*Aim of the task:*
Output the line containing "Each instance receives one keypoint. Mark the sky" and all subsequent lines of the listing below, copied exactly, with no other lines.
·····
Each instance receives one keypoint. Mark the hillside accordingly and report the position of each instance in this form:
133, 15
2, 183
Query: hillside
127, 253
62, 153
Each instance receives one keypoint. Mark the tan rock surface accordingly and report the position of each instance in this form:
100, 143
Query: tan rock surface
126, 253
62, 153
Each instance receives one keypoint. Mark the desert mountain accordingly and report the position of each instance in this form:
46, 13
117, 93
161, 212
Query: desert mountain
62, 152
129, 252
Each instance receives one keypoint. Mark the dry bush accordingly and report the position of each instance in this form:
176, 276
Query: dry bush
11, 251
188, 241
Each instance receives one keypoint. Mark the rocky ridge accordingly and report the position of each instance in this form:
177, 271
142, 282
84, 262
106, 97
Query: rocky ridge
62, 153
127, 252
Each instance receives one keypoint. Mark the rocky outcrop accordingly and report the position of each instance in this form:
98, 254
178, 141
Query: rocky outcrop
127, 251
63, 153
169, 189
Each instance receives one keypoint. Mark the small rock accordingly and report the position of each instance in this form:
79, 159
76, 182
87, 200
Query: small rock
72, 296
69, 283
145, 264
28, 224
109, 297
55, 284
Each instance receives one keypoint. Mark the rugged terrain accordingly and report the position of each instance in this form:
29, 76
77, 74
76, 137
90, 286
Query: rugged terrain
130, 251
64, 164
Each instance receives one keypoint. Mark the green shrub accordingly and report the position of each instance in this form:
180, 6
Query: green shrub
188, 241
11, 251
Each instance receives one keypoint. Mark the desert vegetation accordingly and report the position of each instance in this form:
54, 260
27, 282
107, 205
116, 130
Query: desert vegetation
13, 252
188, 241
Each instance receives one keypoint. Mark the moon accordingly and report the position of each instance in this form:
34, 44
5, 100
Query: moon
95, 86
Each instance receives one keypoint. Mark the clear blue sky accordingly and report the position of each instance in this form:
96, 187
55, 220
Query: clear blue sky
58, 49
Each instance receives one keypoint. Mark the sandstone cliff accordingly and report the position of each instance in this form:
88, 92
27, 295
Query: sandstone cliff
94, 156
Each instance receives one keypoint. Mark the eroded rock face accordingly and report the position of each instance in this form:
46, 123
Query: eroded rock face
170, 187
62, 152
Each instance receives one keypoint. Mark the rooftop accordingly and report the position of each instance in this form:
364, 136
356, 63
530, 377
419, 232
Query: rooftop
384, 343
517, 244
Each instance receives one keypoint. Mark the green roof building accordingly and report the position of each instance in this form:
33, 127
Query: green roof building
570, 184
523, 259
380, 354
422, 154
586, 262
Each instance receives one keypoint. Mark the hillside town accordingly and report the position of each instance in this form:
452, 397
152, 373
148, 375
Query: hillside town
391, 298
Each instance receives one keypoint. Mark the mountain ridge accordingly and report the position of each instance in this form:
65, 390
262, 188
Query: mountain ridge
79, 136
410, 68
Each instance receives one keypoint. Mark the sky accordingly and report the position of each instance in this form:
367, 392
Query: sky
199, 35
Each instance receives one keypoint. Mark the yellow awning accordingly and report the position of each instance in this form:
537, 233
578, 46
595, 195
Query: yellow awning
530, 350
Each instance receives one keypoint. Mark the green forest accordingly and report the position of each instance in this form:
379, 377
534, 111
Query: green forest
·····
*Response:*
Each instance receives one keypoint. Mark the sky accordingly and report the position of each instance in this form:
367, 392
Query: sky
199, 35
Each instance receives one keypoint. Mark the yellow awning accordingly and report the position of each instance in this form:
537, 233
578, 46
595, 195
Query: yellow awning
530, 350
Each instance receives one keypoint. Mark the green forest accordingly and report the position of each instance in this form:
379, 377
534, 111
Query: green forest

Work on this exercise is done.